>> START PROVIDED RECORDS

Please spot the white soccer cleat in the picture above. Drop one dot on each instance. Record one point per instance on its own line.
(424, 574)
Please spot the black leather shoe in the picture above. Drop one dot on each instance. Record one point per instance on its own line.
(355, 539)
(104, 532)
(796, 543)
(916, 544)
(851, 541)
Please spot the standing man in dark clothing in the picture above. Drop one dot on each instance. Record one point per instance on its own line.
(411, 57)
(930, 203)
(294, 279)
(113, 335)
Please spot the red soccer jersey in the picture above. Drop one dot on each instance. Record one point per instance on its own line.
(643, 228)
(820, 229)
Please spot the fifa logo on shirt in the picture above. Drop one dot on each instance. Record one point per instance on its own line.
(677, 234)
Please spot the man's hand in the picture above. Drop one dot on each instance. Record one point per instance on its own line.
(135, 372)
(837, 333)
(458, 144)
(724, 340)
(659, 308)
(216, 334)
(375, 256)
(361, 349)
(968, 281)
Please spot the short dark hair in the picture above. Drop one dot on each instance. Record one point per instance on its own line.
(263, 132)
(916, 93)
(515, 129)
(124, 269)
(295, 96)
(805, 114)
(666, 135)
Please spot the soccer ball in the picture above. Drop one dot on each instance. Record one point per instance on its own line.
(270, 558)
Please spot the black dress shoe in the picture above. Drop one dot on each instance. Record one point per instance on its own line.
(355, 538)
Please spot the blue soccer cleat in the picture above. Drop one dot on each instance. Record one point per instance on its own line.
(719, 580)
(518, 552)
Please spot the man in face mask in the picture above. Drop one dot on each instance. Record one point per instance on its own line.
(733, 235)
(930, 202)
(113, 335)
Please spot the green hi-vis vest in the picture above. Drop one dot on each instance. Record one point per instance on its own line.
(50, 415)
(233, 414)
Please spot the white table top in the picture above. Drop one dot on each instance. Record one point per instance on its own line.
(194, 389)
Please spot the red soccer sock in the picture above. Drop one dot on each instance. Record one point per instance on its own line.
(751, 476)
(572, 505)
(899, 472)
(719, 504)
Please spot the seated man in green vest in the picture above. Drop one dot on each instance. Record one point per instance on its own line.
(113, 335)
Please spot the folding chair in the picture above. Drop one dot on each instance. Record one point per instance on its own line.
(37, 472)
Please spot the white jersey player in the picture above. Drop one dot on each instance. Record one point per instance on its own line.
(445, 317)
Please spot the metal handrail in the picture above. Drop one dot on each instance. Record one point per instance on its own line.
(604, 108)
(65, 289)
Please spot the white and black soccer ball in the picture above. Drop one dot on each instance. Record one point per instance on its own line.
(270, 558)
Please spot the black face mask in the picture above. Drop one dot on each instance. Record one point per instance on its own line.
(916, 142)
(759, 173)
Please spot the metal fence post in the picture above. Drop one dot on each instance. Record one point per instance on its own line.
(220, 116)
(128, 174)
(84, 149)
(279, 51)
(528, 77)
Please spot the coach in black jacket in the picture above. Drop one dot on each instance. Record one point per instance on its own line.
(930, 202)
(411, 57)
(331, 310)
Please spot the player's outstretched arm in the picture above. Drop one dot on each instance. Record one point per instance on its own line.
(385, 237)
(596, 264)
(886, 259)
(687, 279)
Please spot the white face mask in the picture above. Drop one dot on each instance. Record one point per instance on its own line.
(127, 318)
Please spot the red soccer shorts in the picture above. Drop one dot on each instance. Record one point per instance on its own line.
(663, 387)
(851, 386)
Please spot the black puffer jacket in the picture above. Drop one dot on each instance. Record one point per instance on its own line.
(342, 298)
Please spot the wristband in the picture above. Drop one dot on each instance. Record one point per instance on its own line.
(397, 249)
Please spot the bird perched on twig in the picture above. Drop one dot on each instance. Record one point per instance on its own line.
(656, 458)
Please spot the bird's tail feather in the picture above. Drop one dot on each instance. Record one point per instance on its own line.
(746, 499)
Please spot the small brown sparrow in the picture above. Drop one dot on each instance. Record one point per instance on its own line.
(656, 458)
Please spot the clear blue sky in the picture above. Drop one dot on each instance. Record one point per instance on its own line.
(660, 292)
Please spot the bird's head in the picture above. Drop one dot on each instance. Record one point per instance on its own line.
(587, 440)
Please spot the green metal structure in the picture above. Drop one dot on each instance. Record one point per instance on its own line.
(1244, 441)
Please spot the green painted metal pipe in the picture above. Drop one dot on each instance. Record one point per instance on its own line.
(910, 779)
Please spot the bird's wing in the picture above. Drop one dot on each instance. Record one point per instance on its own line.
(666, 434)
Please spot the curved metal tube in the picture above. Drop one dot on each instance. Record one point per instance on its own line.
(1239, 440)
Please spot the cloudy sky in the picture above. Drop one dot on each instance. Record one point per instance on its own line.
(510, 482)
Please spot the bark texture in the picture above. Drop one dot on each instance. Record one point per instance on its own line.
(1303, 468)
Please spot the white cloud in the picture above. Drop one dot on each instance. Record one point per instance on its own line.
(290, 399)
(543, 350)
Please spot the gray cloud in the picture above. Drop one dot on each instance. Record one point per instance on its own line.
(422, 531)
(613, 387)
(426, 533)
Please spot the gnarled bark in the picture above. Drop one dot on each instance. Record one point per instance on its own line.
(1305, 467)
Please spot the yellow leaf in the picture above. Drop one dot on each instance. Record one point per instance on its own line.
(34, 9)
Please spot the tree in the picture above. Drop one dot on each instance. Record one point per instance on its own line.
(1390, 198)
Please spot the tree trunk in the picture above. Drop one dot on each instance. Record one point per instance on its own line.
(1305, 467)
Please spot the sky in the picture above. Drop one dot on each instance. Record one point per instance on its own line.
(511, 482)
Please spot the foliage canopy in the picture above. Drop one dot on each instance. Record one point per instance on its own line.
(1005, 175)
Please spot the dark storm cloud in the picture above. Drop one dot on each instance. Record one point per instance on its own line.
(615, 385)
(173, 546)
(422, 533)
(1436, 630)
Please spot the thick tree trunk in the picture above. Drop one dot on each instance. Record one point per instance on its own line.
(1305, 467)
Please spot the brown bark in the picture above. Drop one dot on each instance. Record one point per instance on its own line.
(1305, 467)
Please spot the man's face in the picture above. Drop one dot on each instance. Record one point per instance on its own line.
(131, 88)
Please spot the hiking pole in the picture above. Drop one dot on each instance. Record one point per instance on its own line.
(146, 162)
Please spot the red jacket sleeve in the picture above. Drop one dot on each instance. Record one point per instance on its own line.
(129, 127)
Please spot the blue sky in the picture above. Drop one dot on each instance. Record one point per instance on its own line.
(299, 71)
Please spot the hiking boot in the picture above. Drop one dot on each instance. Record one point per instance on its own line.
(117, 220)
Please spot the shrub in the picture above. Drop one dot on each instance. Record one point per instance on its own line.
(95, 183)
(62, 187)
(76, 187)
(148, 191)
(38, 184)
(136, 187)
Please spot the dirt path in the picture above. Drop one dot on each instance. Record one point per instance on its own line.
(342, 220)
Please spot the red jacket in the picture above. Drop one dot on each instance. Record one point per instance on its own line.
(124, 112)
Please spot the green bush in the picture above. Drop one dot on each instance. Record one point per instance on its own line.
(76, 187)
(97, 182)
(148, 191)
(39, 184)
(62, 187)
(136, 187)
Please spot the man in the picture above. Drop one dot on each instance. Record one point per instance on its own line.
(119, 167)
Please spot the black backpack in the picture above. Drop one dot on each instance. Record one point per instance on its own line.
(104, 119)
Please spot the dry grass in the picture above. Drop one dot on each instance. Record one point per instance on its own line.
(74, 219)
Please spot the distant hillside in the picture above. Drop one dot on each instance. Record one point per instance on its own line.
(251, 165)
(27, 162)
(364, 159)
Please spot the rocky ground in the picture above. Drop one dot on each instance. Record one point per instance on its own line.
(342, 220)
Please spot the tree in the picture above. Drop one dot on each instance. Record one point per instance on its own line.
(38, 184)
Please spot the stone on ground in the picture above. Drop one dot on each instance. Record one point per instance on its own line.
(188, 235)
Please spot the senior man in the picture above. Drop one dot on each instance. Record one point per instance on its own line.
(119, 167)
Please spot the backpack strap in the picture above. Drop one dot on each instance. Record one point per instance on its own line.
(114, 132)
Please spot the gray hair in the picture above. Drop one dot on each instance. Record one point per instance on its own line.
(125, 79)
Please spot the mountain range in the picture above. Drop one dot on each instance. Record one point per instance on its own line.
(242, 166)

>> END PROVIDED RECORDS

* **WHAT YOU NEED TO DO**
In the entries above, take the line containing "Please spot the senior" and each later line through the last, and repeat them exactly. Output nothing else.

* **FINAL ANSWER**
Please spot the senior man in the picture above. Drop one dot on each instance. Record one point per instance on its own line.
(119, 167)
Please spot the backpack strap in the picture above. Drop one dot on each instance. Record one point per instance on its own line.
(114, 132)
Please spot the gray hair in the picture above. Drop one dot on each instance. Record one point per instance on its own line.
(125, 79)
Please spot the mountain range in the picture above. Drop one dot on each instance. Record one point per instance on its own line.
(242, 166)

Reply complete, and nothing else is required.